Transcribe the following items line for line, beginning at the line that contains "query (the noun phrase to segment): front" and stopping after the line that contains "169), (115, 194)]]", with both of those lines included.

## Start Records to use

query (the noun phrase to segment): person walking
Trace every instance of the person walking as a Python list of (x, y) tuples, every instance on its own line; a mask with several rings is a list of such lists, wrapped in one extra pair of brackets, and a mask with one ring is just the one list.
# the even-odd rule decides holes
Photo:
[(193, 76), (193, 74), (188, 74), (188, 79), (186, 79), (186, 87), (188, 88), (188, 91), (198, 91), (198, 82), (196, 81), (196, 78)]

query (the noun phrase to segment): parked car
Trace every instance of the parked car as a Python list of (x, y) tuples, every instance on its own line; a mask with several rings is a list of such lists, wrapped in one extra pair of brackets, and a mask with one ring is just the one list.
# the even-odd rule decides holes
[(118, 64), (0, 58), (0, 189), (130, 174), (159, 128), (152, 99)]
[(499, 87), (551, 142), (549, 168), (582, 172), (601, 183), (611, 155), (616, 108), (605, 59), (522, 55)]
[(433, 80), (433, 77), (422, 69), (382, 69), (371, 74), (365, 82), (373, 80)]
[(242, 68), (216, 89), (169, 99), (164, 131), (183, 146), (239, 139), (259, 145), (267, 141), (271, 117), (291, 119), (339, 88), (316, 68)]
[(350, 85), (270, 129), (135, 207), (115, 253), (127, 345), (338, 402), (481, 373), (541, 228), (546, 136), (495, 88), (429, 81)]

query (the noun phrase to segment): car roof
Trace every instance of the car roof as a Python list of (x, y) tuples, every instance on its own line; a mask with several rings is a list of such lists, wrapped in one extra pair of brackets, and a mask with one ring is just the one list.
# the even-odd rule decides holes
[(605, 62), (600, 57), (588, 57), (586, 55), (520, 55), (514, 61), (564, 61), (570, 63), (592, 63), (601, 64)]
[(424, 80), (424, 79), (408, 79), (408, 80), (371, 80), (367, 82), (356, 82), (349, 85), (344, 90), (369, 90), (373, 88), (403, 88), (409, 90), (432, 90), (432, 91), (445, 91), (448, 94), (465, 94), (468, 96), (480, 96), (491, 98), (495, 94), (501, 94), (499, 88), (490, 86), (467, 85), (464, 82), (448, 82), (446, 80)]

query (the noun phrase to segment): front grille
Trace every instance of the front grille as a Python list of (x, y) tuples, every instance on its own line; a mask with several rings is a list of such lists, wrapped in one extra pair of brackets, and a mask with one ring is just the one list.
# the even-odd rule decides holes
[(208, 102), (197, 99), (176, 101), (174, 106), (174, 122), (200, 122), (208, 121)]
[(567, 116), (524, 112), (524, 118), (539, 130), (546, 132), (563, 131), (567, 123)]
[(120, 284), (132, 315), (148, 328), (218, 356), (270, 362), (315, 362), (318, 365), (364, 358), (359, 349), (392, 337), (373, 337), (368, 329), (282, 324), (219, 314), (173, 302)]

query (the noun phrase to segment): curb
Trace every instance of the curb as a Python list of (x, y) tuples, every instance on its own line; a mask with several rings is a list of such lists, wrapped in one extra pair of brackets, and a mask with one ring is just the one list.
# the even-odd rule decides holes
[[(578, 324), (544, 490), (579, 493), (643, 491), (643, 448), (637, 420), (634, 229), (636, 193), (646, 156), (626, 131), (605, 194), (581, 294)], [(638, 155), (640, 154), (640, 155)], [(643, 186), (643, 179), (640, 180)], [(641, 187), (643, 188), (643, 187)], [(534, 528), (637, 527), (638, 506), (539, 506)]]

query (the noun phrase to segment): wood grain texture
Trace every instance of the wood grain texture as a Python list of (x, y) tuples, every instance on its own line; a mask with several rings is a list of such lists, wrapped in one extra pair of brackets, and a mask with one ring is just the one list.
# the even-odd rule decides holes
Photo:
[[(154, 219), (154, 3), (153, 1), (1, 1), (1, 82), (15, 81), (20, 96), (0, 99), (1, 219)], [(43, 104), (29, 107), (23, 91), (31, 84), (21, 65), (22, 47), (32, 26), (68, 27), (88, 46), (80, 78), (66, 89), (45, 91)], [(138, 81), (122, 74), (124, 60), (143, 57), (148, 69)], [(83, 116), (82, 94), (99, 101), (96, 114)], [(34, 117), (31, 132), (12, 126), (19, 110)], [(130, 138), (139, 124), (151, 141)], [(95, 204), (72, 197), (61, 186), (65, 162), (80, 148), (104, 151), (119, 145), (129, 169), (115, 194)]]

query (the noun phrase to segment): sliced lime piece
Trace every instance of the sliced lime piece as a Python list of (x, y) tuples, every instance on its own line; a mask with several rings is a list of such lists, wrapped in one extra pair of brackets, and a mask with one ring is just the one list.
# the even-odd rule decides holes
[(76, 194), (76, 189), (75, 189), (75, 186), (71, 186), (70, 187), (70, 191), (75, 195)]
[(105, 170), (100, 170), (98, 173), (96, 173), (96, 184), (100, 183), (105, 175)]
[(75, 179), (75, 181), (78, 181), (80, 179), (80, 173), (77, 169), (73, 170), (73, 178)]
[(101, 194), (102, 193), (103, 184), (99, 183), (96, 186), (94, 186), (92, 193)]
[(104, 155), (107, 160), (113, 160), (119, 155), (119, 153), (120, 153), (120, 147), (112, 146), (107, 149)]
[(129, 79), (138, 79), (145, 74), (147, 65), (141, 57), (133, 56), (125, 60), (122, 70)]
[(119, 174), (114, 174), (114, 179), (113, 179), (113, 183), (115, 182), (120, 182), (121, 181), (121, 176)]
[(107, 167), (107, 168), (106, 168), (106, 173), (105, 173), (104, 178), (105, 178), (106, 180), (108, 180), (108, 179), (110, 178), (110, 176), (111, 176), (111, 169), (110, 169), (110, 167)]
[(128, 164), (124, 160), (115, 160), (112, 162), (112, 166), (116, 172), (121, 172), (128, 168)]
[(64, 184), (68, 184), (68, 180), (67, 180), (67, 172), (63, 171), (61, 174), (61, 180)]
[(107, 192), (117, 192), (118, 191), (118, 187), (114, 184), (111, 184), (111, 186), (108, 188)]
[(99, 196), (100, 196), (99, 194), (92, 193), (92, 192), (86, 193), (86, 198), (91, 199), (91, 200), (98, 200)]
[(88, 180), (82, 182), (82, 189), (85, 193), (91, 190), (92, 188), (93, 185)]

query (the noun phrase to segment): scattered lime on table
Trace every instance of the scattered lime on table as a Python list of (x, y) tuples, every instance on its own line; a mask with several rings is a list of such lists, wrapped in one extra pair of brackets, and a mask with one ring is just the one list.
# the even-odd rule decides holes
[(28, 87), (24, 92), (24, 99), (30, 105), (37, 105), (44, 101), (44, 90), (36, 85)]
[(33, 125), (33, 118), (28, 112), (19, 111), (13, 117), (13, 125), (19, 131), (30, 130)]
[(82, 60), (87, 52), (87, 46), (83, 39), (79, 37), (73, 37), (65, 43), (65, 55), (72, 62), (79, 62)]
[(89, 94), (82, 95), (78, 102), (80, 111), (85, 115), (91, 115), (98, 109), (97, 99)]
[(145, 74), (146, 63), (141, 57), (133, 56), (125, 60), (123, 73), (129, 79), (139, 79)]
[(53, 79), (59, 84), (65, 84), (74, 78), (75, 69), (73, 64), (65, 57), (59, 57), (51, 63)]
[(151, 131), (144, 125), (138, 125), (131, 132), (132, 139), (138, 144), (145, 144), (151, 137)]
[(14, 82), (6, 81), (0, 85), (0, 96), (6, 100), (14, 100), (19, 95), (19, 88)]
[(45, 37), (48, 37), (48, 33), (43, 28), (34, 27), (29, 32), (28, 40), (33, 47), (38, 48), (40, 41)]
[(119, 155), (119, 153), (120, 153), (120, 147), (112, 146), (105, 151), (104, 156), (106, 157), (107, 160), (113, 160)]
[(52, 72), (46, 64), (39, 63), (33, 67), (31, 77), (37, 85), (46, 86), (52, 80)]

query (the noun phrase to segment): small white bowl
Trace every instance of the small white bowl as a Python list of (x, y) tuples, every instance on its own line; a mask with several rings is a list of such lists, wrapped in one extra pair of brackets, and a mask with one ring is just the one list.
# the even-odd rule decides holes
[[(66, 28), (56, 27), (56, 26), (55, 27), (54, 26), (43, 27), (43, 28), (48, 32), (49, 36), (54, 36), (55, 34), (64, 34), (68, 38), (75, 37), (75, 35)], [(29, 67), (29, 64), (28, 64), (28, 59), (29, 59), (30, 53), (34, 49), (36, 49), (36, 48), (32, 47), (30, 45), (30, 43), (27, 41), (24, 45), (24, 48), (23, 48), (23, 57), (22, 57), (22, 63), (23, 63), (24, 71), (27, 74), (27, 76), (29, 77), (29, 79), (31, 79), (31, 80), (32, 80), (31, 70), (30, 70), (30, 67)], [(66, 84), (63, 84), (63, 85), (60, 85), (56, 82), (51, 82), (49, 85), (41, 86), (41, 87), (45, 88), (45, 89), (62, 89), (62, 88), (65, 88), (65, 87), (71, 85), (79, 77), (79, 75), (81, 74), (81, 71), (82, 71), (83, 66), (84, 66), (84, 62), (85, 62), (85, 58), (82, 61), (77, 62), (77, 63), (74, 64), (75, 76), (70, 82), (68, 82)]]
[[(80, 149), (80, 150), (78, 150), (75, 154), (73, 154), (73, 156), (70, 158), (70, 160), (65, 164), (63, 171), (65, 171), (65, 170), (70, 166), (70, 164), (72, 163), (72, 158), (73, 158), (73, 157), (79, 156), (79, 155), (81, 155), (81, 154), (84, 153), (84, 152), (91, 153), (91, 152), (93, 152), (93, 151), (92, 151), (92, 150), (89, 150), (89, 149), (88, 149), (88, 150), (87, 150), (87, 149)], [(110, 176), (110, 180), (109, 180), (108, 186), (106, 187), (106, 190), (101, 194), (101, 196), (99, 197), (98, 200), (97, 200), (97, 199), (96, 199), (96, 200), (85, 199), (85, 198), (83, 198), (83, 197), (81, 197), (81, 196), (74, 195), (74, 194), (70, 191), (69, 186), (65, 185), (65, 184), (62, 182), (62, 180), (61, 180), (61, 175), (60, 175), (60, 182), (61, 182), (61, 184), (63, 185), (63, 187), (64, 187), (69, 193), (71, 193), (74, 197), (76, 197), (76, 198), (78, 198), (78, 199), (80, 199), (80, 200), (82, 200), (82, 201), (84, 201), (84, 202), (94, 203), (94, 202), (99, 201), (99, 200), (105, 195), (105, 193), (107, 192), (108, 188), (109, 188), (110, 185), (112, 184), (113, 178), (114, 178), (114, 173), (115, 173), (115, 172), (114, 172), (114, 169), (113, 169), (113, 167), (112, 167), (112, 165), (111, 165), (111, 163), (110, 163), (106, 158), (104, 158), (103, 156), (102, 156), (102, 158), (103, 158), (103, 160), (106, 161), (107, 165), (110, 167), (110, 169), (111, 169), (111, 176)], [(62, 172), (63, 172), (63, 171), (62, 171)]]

## End Records to use

● **Task answer**:
query (the noun phrase to segment): front grille
Trace every instance of the front grille as a Python list of (x, y) tuples, every instance on its own line; a mask with several rings is a list of such lists, wrapped in one extra pair of brackets, and a mask with one ring is just the one list.
# the even-odd rule decides holes
[(208, 102), (197, 99), (176, 101), (174, 106), (174, 122), (200, 122), (208, 121)]
[(567, 116), (524, 112), (524, 118), (539, 130), (546, 132), (563, 131), (567, 123)]
[(120, 284), (132, 315), (148, 328), (218, 356), (270, 362), (315, 362), (318, 365), (364, 358), (359, 349), (392, 337), (373, 337), (368, 329), (282, 324), (219, 314), (173, 302)]

query (the noun phrase to segment): curb
Trace every instance of the curb as a Python list of (x, y) tuples, every instance on its own line; a mask with several rings is a list of such lists, wrapped in one extra pair of brackets, and a mask with one ring is just the one list.
# the even-odd rule decides holes
[[(578, 324), (544, 490), (579, 493), (643, 491), (643, 448), (637, 420), (634, 229), (636, 193), (646, 156), (626, 131), (605, 194), (581, 294)], [(638, 155), (640, 154), (640, 155)], [(643, 186), (643, 179), (640, 180)], [(641, 187), (643, 188), (643, 187)], [(534, 528), (637, 527), (638, 506), (539, 506)]]

query (the noun phrase to segment): wood grain texture
Trace every instance of the wood grain texture as a Python list of (x, y) tuples, every instance on its own line; a mask with several rings is a list of such lists, wrapped in one extra pair of brackets, and a mask with one ring is just the one list.
# the even-odd rule decides holes
Photo:
[[(154, 219), (154, 3), (153, 1), (1, 1), (1, 82), (15, 81), (20, 96), (0, 99), (1, 219)], [(43, 104), (29, 107), (23, 91), (31, 84), (21, 65), (22, 47), (32, 26), (68, 27), (88, 46), (80, 78), (66, 89), (45, 91)], [(138, 81), (122, 74), (124, 60), (143, 57), (148, 69)], [(83, 116), (82, 94), (99, 101), (96, 114)], [(34, 117), (31, 132), (12, 126), (19, 110)], [(130, 138), (139, 124), (151, 141)], [(95, 204), (72, 197), (61, 186), (65, 162), (80, 148), (104, 151), (119, 145), (129, 169), (115, 194)]]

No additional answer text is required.